> **The problem**
When a line of the records below contains the string "covered", copy that whole line.

┄┄┄┄┄┄┄┄┄┄┄┄┄┄┄┄┄┄┄┄

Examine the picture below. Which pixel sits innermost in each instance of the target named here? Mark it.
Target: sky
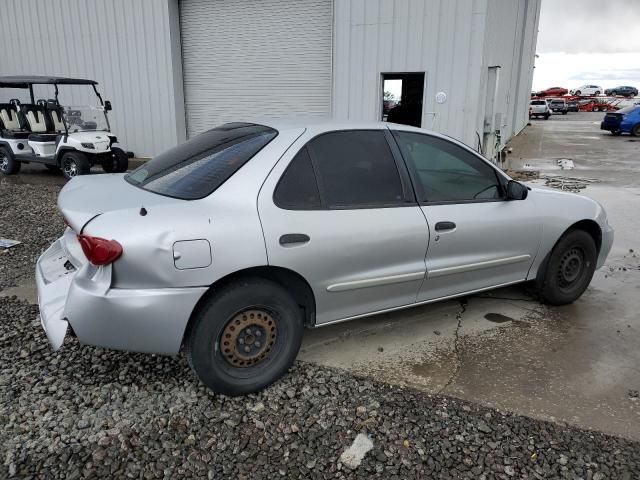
(588, 42)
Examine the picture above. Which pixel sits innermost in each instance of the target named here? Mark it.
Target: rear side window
(356, 169)
(199, 166)
(298, 188)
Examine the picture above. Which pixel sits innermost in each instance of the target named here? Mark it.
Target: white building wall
(129, 47)
(510, 41)
(453, 42)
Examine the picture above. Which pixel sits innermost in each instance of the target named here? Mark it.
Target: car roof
(23, 81)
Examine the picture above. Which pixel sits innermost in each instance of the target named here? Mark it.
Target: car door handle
(294, 238)
(442, 226)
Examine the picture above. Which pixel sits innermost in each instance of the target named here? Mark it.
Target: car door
(338, 209)
(477, 238)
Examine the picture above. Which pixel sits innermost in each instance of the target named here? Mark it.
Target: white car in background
(586, 90)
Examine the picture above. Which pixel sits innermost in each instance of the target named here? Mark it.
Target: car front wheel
(569, 268)
(244, 337)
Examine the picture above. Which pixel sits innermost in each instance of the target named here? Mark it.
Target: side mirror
(516, 191)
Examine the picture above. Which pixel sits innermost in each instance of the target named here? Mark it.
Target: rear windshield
(199, 166)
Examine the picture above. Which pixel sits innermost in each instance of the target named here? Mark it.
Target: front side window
(356, 169)
(197, 167)
(446, 172)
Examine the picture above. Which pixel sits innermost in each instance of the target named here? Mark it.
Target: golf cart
(71, 139)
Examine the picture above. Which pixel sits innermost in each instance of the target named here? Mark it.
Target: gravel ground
(29, 214)
(84, 412)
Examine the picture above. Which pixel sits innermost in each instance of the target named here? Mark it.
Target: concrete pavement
(578, 364)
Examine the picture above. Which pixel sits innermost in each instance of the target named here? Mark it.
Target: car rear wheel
(244, 337)
(117, 162)
(569, 268)
(74, 164)
(8, 164)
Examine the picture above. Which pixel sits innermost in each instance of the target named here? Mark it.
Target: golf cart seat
(13, 135)
(35, 117)
(54, 112)
(43, 137)
(9, 116)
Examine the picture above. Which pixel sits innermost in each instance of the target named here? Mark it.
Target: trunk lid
(88, 196)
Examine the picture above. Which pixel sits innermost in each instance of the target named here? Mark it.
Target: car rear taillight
(100, 251)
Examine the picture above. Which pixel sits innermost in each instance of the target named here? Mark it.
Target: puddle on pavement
(498, 318)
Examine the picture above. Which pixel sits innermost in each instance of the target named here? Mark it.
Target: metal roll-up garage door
(251, 58)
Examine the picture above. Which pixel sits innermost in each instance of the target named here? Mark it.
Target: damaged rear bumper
(81, 296)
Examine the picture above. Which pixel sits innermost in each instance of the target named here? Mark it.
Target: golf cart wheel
(116, 162)
(74, 164)
(569, 268)
(244, 336)
(8, 164)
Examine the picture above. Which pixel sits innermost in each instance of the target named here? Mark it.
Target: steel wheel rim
(70, 168)
(248, 338)
(572, 267)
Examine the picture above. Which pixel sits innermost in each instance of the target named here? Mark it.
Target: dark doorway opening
(402, 95)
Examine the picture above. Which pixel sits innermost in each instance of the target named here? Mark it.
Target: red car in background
(553, 92)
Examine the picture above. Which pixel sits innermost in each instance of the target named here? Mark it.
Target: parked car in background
(552, 92)
(539, 108)
(557, 105)
(573, 106)
(625, 91)
(625, 120)
(228, 245)
(587, 90)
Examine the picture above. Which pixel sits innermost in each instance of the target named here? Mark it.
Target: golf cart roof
(23, 81)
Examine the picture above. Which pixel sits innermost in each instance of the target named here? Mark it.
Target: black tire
(568, 269)
(117, 162)
(226, 369)
(74, 163)
(8, 164)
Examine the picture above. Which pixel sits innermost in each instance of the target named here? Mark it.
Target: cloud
(589, 26)
(571, 70)
(633, 75)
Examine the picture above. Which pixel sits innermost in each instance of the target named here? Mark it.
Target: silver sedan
(227, 246)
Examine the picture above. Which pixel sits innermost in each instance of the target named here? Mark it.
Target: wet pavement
(578, 364)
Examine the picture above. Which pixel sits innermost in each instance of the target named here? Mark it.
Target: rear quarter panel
(227, 219)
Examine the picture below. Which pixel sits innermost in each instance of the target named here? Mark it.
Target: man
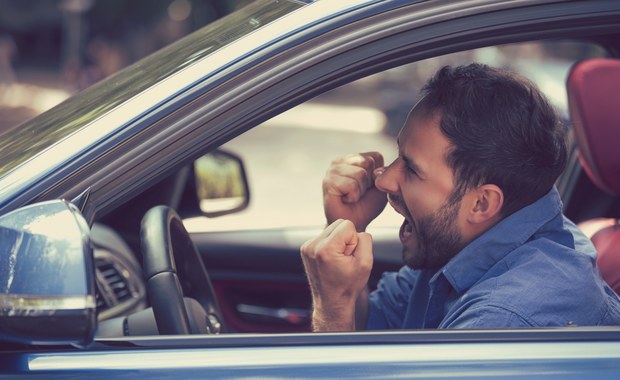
(484, 239)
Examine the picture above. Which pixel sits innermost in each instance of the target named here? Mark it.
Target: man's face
(420, 186)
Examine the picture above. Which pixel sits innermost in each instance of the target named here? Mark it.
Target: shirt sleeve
(387, 305)
(486, 317)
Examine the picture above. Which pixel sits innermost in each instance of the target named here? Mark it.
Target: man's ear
(488, 200)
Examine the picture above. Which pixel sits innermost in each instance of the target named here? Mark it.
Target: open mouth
(407, 229)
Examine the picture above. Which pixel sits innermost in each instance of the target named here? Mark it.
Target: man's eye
(411, 171)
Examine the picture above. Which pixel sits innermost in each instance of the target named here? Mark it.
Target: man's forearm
(361, 310)
(343, 318)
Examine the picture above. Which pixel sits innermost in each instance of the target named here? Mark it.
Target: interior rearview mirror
(47, 289)
(221, 183)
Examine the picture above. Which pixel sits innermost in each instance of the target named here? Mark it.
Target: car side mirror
(47, 289)
(221, 183)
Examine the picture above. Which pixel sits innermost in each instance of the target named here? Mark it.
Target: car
(142, 235)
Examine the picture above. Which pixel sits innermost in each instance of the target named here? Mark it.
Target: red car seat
(593, 88)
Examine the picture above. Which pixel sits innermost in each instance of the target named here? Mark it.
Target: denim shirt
(532, 269)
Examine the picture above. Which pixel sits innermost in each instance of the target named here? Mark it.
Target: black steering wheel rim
(173, 269)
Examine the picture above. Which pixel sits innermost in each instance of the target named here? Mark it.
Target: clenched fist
(338, 264)
(349, 190)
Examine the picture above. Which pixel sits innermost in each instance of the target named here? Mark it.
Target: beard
(438, 239)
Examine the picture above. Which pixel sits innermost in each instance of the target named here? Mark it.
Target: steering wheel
(173, 269)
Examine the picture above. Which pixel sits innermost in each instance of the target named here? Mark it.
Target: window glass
(287, 156)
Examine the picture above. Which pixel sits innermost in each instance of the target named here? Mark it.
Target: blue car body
(120, 137)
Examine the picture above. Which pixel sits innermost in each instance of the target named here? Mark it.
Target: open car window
(287, 156)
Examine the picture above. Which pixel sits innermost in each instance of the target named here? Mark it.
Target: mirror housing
(47, 288)
(221, 183)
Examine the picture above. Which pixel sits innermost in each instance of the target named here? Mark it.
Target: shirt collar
(475, 260)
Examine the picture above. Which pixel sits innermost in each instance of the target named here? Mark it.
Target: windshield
(29, 139)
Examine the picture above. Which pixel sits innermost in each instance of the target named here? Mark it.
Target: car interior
(256, 273)
(591, 90)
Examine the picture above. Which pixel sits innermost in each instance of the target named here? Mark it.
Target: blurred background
(51, 49)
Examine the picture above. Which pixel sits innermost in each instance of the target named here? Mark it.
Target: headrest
(593, 88)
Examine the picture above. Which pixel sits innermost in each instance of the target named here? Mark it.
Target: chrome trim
(352, 356)
(26, 305)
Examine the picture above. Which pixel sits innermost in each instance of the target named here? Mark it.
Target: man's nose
(386, 180)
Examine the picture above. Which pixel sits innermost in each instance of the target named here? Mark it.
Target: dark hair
(502, 130)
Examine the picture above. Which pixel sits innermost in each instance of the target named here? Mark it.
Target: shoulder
(537, 287)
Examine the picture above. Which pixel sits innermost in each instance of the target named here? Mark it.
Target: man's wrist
(335, 318)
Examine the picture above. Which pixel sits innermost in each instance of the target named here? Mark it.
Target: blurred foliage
(219, 176)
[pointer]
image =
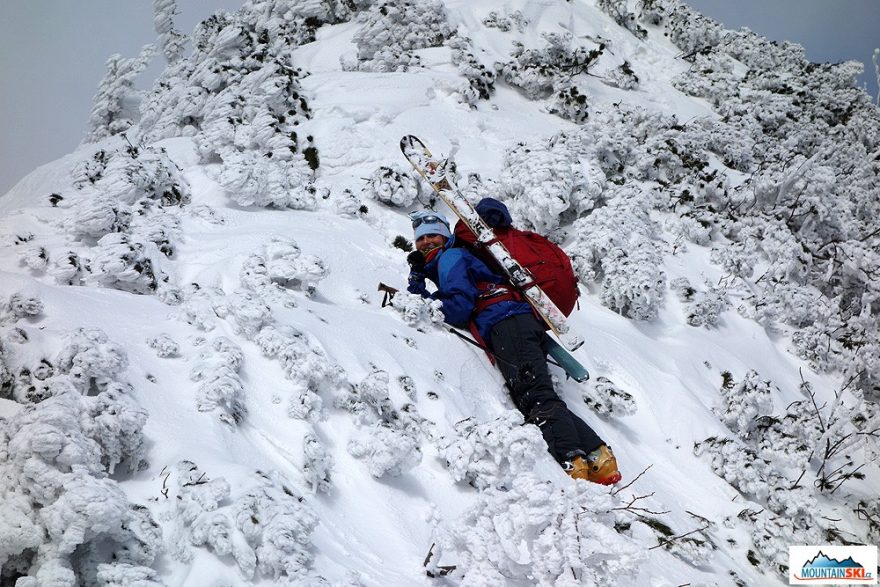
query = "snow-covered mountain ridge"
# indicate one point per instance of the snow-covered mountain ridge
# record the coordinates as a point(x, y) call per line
point(214, 395)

┄┄┄┄┄┄┄┄┄┄┄┄┄┄┄┄┄┄┄┄

> **Solution**
query = "snow-covered mountain ridge"
# indicate one point per instance of the snow-covered mountain ridge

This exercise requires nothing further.